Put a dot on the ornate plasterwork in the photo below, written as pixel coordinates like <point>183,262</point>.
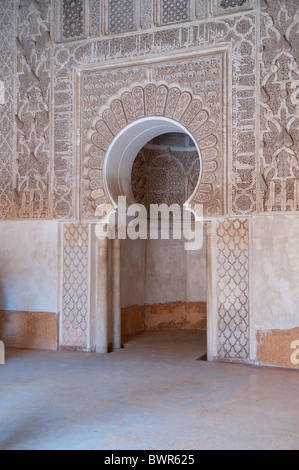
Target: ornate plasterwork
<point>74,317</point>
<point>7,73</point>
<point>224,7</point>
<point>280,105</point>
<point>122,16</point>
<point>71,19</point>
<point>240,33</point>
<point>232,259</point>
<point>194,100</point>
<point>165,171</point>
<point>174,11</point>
...
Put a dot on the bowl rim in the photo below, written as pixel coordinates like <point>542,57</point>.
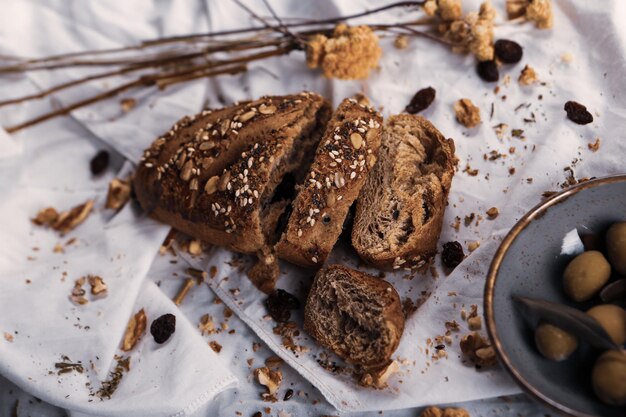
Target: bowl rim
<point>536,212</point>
...
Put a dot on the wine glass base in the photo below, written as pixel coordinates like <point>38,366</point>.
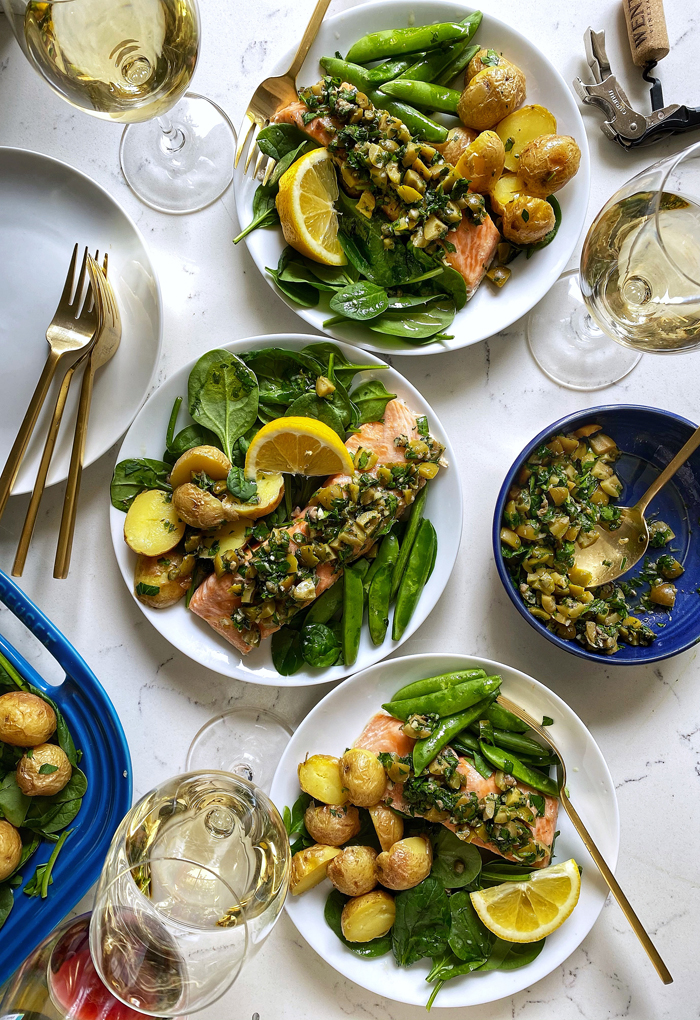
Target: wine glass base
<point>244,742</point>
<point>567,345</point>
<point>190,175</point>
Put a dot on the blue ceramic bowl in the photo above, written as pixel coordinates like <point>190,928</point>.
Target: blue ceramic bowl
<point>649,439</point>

[What you are asked to do]: What lines in the listing above hold the string "coordinates"? List them.

[Your solution]:
Put a dot on the ornate plasterwork in the photo below, written as pixel coordinates like <point>183,262</point>.
Put a dot on the bowl rim in the photo below, written as pixel coordinates like <point>542,57</point>.
Put a dot on the wine glass base in the photo below, written as pixel coordinates like <point>38,366</point>.
Put a dot on the blue ceramic bowl in the photo above, written as pixel coordinates like <point>190,928</point>.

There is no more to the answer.